• [Task directions]
Can you pull out every line of the material below that contains the word "with" and copy each one in full?

####

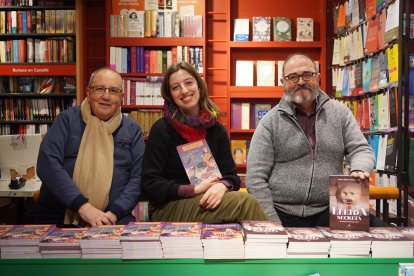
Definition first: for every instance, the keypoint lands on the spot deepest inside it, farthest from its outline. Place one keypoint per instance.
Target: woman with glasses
(190, 115)
(90, 160)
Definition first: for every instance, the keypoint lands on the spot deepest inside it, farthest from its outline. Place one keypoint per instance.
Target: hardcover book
(259, 111)
(304, 29)
(348, 203)
(265, 73)
(282, 29)
(261, 28)
(241, 29)
(198, 161)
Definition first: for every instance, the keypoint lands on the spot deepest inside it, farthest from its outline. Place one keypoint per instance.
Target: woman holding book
(190, 115)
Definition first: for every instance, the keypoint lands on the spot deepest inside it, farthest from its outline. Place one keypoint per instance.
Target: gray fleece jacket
(283, 170)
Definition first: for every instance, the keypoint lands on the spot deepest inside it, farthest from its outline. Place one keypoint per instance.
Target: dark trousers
(321, 219)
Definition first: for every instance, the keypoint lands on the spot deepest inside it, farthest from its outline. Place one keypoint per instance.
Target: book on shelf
(261, 28)
(198, 161)
(244, 72)
(348, 203)
(239, 151)
(304, 27)
(259, 111)
(282, 29)
(265, 72)
(241, 29)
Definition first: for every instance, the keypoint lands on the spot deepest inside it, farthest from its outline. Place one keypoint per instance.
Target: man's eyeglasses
(113, 91)
(306, 76)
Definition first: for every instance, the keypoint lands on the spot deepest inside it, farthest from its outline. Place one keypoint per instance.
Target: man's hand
(361, 175)
(205, 185)
(212, 198)
(93, 216)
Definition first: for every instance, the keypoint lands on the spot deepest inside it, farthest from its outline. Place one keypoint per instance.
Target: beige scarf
(95, 161)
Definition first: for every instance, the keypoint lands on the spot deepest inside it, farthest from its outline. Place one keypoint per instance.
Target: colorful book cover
(230, 231)
(239, 151)
(282, 29)
(348, 203)
(265, 73)
(65, 236)
(241, 29)
(304, 29)
(259, 111)
(103, 232)
(261, 28)
(142, 231)
(182, 230)
(198, 161)
(263, 229)
(366, 74)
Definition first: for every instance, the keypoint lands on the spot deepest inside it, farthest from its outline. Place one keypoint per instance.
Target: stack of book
(21, 241)
(102, 242)
(62, 243)
(264, 240)
(306, 242)
(141, 240)
(388, 242)
(222, 241)
(181, 240)
(348, 243)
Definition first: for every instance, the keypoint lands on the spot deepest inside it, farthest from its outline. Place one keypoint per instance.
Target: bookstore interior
(363, 50)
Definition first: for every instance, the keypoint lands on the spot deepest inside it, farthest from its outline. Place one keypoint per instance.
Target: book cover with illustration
(198, 161)
(348, 203)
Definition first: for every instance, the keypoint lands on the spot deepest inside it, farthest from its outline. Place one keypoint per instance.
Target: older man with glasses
(90, 160)
(298, 144)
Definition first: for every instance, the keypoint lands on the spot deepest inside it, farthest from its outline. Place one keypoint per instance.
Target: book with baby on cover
(348, 203)
(198, 161)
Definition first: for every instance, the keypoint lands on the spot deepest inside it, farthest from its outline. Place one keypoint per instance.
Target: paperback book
(198, 161)
(348, 203)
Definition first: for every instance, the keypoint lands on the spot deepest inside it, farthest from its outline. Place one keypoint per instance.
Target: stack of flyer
(62, 243)
(102, 242)
(222, 241)
(307, 242)
(141, 240)
(347, 243)
(388, 242)
(181, 240)
(264, 240)
(22, 241)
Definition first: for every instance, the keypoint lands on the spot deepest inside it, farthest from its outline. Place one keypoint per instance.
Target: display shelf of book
(255, 92)
(274, 44)
(37, 69)
(156, 41)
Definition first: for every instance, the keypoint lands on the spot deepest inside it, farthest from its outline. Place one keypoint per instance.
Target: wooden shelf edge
(274, 44)
(156, 41)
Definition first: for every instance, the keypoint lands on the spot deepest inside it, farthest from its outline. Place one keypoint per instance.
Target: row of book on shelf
(27, 109)
(241, 114)
(369, 75)
(137, 59)
(262, 27)
(40, 85)
(172, 240)
(19, 129)
(31, 50)
(377, 112)
(142, 91)
(37, 21)
(265, 72)
(368, 37)
(145, 118)
(155, 23)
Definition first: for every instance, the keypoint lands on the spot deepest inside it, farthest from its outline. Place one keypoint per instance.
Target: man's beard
(299, 99)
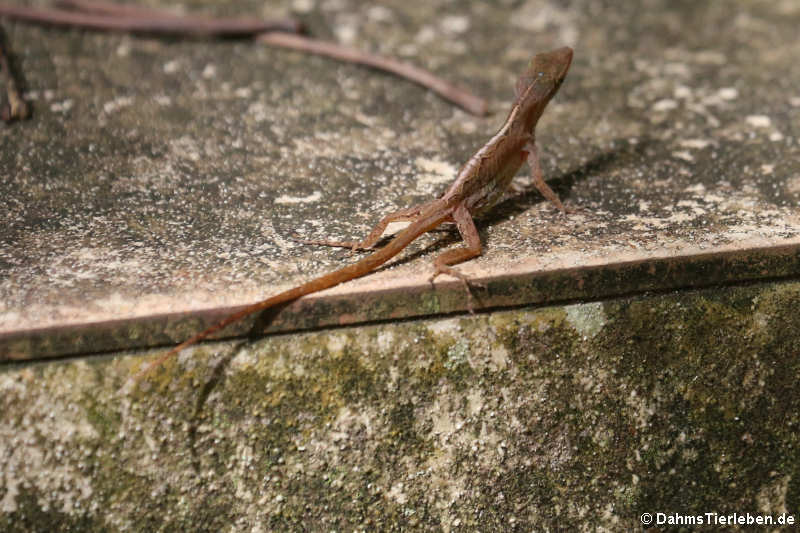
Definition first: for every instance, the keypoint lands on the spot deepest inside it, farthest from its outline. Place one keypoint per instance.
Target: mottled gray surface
(166, 176)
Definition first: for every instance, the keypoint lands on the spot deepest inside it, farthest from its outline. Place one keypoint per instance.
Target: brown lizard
(480, 184)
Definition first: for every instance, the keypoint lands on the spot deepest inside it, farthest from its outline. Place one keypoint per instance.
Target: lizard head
(540, 82)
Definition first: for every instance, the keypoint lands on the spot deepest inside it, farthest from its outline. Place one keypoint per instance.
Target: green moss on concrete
(517, 420)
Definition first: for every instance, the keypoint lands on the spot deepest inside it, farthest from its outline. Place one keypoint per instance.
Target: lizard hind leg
(472, 248)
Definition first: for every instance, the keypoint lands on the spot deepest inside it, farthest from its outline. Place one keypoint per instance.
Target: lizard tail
(425, 223)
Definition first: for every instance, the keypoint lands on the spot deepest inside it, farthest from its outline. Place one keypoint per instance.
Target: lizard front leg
(538, 179)
(472, 240)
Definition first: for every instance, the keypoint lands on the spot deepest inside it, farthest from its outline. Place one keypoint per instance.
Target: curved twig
(153, 23)
(445, 89)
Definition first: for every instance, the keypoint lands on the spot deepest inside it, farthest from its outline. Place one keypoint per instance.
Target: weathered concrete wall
(158, 181)
(578, 417)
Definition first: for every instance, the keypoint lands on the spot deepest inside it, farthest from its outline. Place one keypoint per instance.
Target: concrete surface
(637, 356)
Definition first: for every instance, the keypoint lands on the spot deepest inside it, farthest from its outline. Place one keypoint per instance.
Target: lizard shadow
(15, 70)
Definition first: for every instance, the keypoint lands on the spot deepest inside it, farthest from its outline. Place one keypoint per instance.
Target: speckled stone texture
(637, 356)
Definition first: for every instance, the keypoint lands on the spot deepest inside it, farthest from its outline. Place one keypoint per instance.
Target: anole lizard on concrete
(479, 185)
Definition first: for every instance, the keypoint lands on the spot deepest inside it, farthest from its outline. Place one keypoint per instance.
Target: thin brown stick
(100, 15)
(446, 90)
(160, 24)
(16, 108)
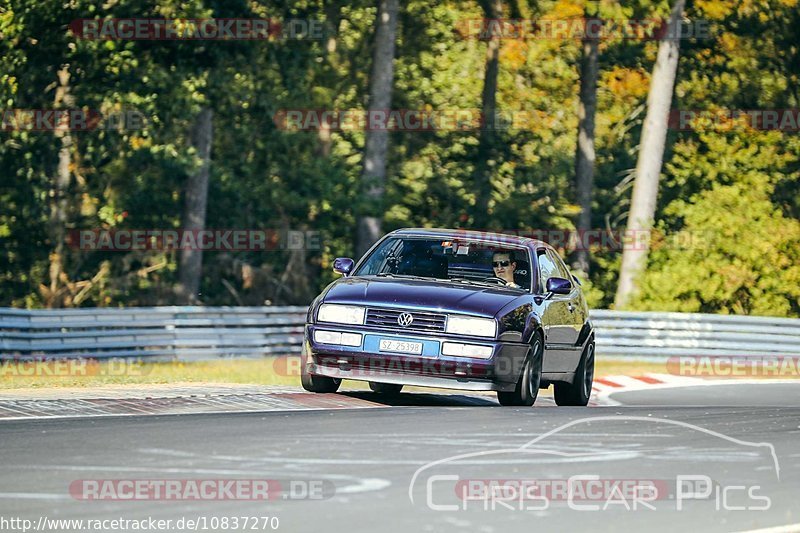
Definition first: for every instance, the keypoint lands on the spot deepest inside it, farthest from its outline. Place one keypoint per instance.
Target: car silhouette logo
(405, 319)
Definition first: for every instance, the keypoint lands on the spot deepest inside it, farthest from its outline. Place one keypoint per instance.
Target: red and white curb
(608, 385)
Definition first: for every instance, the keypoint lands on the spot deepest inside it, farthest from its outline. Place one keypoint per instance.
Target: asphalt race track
(408, 466)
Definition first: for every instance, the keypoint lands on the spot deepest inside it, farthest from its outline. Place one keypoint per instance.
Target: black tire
(387, 389)
(314, 383)
(528, 385)
(577, 393)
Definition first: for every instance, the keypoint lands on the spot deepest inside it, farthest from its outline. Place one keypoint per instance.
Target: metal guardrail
(184, 333)
(662, 335)
(193, 333)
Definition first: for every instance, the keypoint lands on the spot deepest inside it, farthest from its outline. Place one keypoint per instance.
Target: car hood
(431, 295)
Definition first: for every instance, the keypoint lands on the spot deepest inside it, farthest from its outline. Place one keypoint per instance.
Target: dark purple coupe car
(453, 309)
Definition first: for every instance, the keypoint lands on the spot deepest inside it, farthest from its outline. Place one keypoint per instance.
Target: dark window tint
(547, 269)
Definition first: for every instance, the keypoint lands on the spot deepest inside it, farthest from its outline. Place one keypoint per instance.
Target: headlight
(466, 350)
(336, 337)
(341, 314)
(482, 327)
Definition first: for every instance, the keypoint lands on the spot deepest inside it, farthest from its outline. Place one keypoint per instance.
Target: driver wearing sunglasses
(504, 265)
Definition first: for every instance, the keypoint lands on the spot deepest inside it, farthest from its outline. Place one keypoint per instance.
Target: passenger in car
(504, 265)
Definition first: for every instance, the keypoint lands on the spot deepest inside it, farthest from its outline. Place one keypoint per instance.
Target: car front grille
(387, 318)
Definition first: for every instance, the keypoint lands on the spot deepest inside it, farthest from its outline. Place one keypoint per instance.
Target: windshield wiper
(482, 282)
(404, 276)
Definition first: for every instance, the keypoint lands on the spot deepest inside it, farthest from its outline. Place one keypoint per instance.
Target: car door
(559, 339)
(575, 306)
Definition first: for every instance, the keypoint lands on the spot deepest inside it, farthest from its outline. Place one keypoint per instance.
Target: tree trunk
(648, 167)
(483, 168)
(373, 177)
(58, 206)
(194, 211)
(584, 155)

####

• [Solution below]
Target: woman with glasses
Target: book cover with illustration
Target: older man with glasses
Target: book with baby on cover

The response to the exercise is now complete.